EXERCISE INSTRUCTIONS:
Your answer is the listing, printed exactly as given.

==*==

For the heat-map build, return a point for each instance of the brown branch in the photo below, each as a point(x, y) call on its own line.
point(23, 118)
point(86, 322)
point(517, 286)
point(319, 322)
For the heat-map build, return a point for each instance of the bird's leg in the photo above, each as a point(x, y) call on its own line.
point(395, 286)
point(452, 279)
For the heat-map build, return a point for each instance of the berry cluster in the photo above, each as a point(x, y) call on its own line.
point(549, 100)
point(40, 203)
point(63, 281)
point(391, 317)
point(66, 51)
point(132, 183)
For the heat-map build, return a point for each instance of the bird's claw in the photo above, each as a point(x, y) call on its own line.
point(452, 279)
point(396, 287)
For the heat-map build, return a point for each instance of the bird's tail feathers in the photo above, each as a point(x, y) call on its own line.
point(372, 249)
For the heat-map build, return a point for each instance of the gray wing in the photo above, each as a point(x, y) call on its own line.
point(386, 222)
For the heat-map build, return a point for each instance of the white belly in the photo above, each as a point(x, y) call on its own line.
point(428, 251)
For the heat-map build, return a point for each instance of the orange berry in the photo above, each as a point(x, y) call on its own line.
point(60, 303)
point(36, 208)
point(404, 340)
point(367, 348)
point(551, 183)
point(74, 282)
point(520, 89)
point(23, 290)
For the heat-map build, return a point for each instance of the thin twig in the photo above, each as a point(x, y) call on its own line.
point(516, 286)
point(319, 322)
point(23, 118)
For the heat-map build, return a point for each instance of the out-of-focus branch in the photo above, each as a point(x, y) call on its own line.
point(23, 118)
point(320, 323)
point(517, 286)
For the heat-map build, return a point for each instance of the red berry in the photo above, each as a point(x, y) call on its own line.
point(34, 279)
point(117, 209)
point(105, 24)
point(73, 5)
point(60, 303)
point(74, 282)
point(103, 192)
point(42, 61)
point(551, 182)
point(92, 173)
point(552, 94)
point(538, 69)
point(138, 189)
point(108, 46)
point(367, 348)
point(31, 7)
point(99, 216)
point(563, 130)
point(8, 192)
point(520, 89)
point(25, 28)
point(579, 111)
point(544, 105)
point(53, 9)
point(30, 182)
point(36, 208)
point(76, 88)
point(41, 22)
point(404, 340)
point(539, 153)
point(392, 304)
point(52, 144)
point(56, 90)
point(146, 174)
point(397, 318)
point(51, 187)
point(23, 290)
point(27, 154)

==*==

SOLUTION:
For the heat-map build, return a point for each instance of the brown branch in the photo below, each as a point(x, y) call on its own line.
point(23, 118)
point(86, 322)
point(517, 286)
point(319, 322)
For the heat-map build, return a point for each instance of the bird's leg in the photo above, each as a point(x, y) call on its own line.
point(395, 286)
point(452, 279)
For the heat-map build, return a point for each instance of the berry cluster in the photo above, each as a point(x, y) call on its own line.
point(549, 100)
point(40, 203)
point(63, 281)
point(391, 317)
point(66, 51)
point(132, 183)
For the heat-map build, return a point for each instance of the bird's claw in the photo above, each as a point(x, y) call on its own line.
point(452, 279)
point(396, 287)
For the heat-map build, return a point for each instance of the bird's tail feathers in the photo above, each as a point(x, y) call on its own line.
point(372, 249)
For the heat-map build, return a point for each instance of the gray wing in the photo above, each as a point(x, y) call on its own line.
point(386, 222)
For the heat-map build, return a point for each instance of the white belly in the photo above, each as a point(x, y) call on its own line.
point(428, 251)
For the heat-map build, return a point for each instance of the orange berry in the photo above, each as a point(x, y) call on its own line.
point(60, 303)
point(36, 208)
point(404, 340)
point(367, 348)
point(551, 183)
point(74, 282)
point(520, 89)
point(23, 290)
For the heat-map build, return a point for each instance of the thin twig in the photo above, each as a point(x, y) call on its own line.
point(516, 286)
point(319, 322)
point(23, 118)
For the heat-map build, return a point for each instance of the out-of-focus branch in the photo above, each as a point(x, y) call on its own line.
point(23, 118)
point(320, 323)
point(517, 286)
For the heat-map build, return a point for each instance of the red berry in the photo above, each as a point(x, y) call on its own line.
point(34, 279)
point(117, 209)
point(105, 24)
point(73, 5)
point(60, 303)
point(74, 282)
point(103, 192)
point(42, 61)
point(551, 182)
point(92, 173)
point(552, 94)
point(538, 69)
point(138, 189)
point(108, 46)
point(367, 348)
point(31, 7)
point(99, 216)
point(563, 130)
point(8, 192)
point(520, 89)
point(25, 28)
point(579, 111)
point(544, 105)
point(53, 9)
point(30, 182)
point(36, 208)
point(76, 88)
point(41, 22)
point(404, 340)
point(539, 153)
point(392, 304)
point(52, 144)
point(56, 90)
point(146, 174)
point(397, 318)
point(51, 187)
point(23, 290)
point(27, 154)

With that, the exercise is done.